### How to complete this task
Leave the pictures aside and copy all the data exactly.
BEGIN Records for processing
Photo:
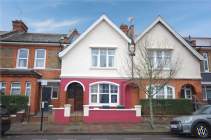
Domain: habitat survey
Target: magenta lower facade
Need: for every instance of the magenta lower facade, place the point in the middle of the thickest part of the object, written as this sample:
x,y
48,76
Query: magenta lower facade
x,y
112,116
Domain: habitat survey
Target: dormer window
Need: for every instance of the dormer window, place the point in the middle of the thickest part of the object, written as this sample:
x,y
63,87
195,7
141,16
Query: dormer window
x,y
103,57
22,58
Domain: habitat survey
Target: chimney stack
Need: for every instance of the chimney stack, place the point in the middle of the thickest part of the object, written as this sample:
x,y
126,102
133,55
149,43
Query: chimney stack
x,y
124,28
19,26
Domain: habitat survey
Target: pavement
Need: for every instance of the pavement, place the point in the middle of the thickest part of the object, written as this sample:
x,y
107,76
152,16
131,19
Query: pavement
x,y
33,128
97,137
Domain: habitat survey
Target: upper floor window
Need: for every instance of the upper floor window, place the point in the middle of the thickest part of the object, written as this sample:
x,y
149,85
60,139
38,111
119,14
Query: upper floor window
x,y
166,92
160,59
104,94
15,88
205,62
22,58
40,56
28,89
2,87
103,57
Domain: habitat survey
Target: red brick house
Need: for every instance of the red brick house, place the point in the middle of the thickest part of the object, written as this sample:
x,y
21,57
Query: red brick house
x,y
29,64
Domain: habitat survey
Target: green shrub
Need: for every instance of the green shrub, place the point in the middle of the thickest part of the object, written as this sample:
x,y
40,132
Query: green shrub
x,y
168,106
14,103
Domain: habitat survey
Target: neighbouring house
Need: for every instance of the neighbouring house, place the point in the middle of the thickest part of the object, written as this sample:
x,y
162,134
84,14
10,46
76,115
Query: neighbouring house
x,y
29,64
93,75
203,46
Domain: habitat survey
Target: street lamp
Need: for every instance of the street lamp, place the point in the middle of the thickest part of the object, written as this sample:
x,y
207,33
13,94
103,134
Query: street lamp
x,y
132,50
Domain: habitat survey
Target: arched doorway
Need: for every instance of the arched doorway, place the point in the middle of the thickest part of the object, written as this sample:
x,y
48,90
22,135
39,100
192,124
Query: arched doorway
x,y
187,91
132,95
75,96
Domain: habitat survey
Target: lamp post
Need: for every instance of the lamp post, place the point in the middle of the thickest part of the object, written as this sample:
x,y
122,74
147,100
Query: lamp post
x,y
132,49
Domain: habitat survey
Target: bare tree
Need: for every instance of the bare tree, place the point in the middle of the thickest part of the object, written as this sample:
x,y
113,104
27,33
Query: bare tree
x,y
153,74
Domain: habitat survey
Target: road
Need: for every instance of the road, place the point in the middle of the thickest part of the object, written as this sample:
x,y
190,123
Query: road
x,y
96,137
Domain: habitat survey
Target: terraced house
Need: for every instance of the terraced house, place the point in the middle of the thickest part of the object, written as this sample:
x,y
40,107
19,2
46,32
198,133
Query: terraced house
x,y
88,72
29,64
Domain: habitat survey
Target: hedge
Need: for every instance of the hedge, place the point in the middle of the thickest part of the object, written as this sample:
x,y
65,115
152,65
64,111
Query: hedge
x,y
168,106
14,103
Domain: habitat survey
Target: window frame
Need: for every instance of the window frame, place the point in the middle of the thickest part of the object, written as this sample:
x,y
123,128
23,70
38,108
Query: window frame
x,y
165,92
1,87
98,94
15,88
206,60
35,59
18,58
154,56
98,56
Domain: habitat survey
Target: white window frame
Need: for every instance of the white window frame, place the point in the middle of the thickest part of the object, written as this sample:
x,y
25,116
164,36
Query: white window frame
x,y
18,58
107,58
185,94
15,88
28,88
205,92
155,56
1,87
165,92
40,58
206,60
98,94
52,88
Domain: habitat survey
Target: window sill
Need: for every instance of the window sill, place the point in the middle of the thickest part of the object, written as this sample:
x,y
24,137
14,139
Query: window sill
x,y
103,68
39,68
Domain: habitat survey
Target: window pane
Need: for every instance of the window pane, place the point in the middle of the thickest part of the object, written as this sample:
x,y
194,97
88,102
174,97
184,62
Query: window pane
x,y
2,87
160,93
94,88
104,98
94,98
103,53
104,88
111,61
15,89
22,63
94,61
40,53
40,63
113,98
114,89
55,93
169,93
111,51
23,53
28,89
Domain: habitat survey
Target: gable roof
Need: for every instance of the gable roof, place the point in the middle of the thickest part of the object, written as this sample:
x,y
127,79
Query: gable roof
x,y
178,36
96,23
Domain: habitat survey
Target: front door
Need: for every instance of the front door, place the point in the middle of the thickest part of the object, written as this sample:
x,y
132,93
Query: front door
END Records for processing
### Finished exercise
Photo:
Domain: habitat survey
Target: magenta lower facade
Need: for every instance of the magenta lower facade, place the point in the middle of the thickest part of the object, written as this sample:
x,y
48,76
Query: magenta lower facade
x,y
112,116
Domain: habitat survey
Target: dormer window
Need: for every instance of the dormer window, place the point in the middle of the thickest part of the object, written as this sample:
x,y
63,87
195,7
141,16
Query: dormer window
x,y
103,57
22,58
Domain: habitat survey
Target: chimney stack
Need: for every instance of the chimney stack, place the point in the middle of the thickest part of the object, written as this sample:
x,y
126,102
133,55
149,43
Query: chimney stack
x,y
124,28
19,26
Domain: habitat survey
Target: pavement
Need: for every instance of the pavement, place the point in the middle of the thickest part of the object, written as this sample:
x,y
107,76
152,16
131,19
Query: pavement
x,y
33,128
97,137
Domain: habitat survey
Target: upper floor window
Need: for every instance of the upper floor window, place the point in the middle of the thickest part of the object, written as this sample:
x,y
149,85
60,139
38,111
119,14
Query: upper floor window
x,y
166,92
160,59
104,94
15,88
205,62
22,58
40,56
28,89
2,87
103,57
Domain: habitat survey
Target: red brick house
Need: for every instance of the red brick house, place the point in the middle of the thickest part of the object, written as this sample:
x,y
21,57
Query: red brick house
x,y
29,64
Domain: habitat survey
Target: green shrub
Need: for every instance of the green shrub, place the point in the middle of the thickest part of the object, written as this sample:
x,y
40,132
Query: green shrub
x,y
168,106
14,103
Domain: habitat survey
Target: neighbouring house
Need: for every instance of the neighbouring house, place the point in the middle of the thickest part of the object, written as this sample:
x,y
162,134
84,14
10,46
76,115
Query: neighbouring house
x,y
29,64
93,75
203,46
Domain: habitat survey
Target: street lamp
Need: for every instance of the street lamp, place the point in the middle of the thickest part of the object, written as this sample:
x,y
207,33
13,94
103,134
Query: street lamp
x,y
132,50
Domain: habitat survey
Target: arched doorway
Need: for every instance of the arched doorway, place the point in the middle of the thickest part of the object, written as this sample:
x,y
48,90
22,135
39,100
192,124
Query: arched doorway
x,y
187,91
132,95
75,96
Domain: habitat survey
Target: lamp post
Need: for every instance of the lamp post, place the point in the middle of the thickest part of the object, written as this sample:
x,y
122,74
147,100
Query: lamp post
x,y
132,49
Domain: habitat survey
Target: bare tree
Need: for every instance of the bare tree, place the point in the middle of the thickest part of the object, written as this sample:
x,y
113,104
27,33
Query: bare tree
x,y
153,74
Domain: habitat survey
Target: road
Need: for every instance of the road, place the point in the middle of the thickest part of the object, written as this sample:
x,y
190,123
Query: road
x,y
96,137
Domain: habitat survey
Target: terraced house
Need: for every instance of the terraced house, place the point in the middle of the thickest part of the object, written as this sample:
x,y
40,107
19,2
46,32
198,133
Query: terraced house
x,y
88,72
29,64
Domain: habitat survey
Target: hedge
Need: for every instance of the hedge, place the point in the middle of the thickest part of the object, written as this sample:
x,y
65,115
152,65
64,111
Query: hedge
x,y
168,106
14,103
Domain: habitat survey
Target: window frame
Need: for every instance of the window frame, place the point in the middle of the thickest part of the object, written as this sample:
x,y
123,128
23,70
38,108
Query: window frame
x,y
165,92
1,87
98,94
15,88
206,60
35,59
18,58
154,56
98,56
Domain: habitat survey
Target: white window frame
Need: for every instance of the white window frame, place the point in the middle of the thickest part of the object, written as this sample:
x,y
25,116
164,36
Query: white window frame
x,y
18,58
107,58
185,94
15,88
28,88
205,92
155,56
1,87
165,92
40,58
206,60
98,94
52,88
Domain: habitat survey
Target: window sill
Need: for every instance of the window sill, place the point in the middle of the thickest part of the object, written as this sample:
x,y
24,137
14,139
Query: window sill
x,y
103,68
39,68
Domain: habitat survey
Target: window pane
Need: for every instance of the window pane, place the point in the middle of the thickest part of the object, written as this sample:
x,y
194,97
88,102
174,97
184,62
Query: window pane
x,y
2,87
160,93
94,88
104,98
94,98
103,53
104,88
111,61
15,89
22,63
94,61
40,53
40,63
113,98
114,89
55,93
169,93
111,51
23,53
28,89
Domain: habitat survey
Target: gable roof
Need: for every instance of the gable roof, place the point in the middle of the thickest part of the object, written as this sample:
x,y
127,79
Query: gable roof
x,y
178,36
96,23
Domain: habitat survey
Target: front door
Need: for every instance of the front door, place the point in the middle of the thickest part of the object, written as this sample:
x,y
132,93
Query: front door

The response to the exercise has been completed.